By diving in and trying new things, you are taking it upon yourself to develop a more self-centered lifestyle. So many times we rely on others’ descriptions or evaluations of something instead of trying it for ourselves. With a new type of resolution, one that helps reinforce a healthy lifestyle, you can move forward during the New Year without regrets. Focusing on different activities and facing different challenges than what you may be used to will add variety to your days.

Tips for Achieving Your Goals

Remember these helpful tips when working toward your goals:

Try to develop simple, one-step tasks and take pride in each item you mark off your list in 2015. Choose tasks that are positive and promote overall health, rather than creating restrictive goals or limitations. Keep a running tally of your accomplishments and hold yourself accountable for each item on the list. Feel free to continue adding new events throughout the year based on successful or satisfying experiences.
============================================================
(Work item): Repeat word for word everything from "Try to develop" down to "or satisfying experiences." in the passage on New Year resolutions.

(Records):
============================================================
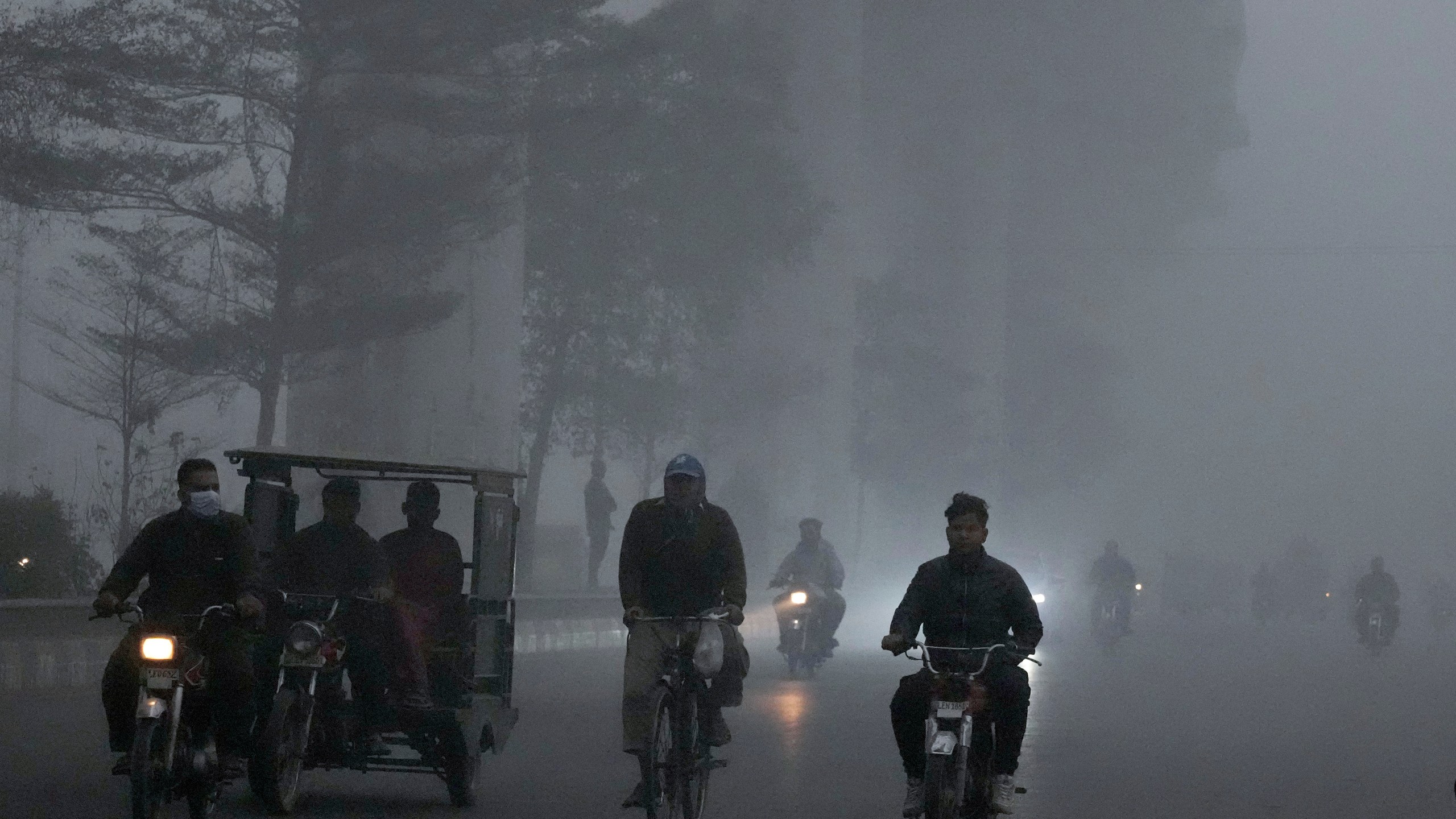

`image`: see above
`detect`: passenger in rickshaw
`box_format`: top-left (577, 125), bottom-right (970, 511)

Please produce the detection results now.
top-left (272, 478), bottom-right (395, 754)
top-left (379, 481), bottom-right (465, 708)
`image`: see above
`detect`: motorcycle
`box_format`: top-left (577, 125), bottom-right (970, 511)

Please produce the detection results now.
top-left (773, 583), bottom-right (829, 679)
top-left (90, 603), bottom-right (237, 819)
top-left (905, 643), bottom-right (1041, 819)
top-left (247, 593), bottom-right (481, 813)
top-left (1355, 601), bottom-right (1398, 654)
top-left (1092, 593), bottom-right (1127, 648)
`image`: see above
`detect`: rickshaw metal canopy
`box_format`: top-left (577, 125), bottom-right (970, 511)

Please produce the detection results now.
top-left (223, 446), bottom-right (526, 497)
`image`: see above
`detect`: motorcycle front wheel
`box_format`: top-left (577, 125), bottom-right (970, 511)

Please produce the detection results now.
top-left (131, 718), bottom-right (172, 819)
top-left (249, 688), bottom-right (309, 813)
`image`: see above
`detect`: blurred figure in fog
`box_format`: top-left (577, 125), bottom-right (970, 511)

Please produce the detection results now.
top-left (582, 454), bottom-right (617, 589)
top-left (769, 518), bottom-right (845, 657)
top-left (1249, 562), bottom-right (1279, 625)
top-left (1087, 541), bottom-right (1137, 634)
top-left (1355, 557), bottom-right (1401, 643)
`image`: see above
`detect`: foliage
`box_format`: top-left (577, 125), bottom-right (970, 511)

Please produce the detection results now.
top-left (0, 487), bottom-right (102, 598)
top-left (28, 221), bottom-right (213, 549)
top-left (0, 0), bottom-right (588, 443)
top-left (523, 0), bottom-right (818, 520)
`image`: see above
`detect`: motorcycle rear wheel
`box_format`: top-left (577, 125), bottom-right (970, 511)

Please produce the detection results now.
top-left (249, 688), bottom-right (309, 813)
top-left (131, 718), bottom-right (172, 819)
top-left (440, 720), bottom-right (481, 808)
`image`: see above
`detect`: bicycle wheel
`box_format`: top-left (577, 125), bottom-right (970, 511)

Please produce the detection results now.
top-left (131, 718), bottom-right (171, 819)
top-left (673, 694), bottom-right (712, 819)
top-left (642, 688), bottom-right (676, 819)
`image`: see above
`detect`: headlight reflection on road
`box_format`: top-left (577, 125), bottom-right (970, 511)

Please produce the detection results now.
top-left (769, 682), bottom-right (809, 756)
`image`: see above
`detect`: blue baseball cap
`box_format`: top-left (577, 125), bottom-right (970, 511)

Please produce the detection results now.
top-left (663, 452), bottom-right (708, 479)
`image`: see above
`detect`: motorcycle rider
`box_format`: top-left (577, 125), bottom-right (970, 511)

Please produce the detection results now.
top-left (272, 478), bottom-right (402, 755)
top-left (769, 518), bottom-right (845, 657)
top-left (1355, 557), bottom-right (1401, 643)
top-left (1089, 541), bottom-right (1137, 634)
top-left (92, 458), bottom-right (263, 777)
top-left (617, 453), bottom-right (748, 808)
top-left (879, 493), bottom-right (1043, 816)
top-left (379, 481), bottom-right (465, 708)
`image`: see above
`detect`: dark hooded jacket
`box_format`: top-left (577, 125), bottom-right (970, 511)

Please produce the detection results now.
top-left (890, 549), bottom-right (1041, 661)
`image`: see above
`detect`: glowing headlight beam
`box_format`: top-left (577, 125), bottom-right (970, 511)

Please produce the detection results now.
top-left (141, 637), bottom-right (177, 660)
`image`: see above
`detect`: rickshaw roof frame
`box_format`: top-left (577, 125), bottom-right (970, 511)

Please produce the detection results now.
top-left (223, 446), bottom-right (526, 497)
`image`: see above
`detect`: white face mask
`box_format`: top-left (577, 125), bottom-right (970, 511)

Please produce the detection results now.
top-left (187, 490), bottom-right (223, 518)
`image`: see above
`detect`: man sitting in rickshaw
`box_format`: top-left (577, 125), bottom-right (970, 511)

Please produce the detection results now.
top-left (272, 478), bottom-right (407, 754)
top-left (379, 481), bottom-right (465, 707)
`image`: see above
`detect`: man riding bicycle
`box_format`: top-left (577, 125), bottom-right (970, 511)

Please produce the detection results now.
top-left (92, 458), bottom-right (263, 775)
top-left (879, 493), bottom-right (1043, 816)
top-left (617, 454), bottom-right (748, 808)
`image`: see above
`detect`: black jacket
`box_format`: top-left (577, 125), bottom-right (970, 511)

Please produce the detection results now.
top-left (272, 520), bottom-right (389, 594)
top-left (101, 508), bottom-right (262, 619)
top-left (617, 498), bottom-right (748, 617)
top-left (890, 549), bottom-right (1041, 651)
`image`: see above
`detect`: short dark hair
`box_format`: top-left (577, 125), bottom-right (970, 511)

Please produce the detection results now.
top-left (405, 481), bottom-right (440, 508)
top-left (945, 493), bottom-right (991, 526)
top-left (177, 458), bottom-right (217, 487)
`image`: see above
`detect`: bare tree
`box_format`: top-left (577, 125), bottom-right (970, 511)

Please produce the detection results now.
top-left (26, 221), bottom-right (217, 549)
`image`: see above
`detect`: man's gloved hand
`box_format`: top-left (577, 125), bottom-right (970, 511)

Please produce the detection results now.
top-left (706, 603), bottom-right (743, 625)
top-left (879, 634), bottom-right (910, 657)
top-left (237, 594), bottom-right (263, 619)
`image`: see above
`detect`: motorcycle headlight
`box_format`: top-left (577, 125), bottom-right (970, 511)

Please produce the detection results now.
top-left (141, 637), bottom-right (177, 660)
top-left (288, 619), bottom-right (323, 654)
============================================================
(Response):
Try to develop simple, one-step tasks and take pride in each item you mark off your list in 2015. Choose tasks that are positive and promote overall health, rather than creating restrictive goals or limitations. Keep a running tally of your accomplishments and hold yourself accountable for each item on the list. Feel free to continue adding new events throughout the year based on successful or satisfying experiences.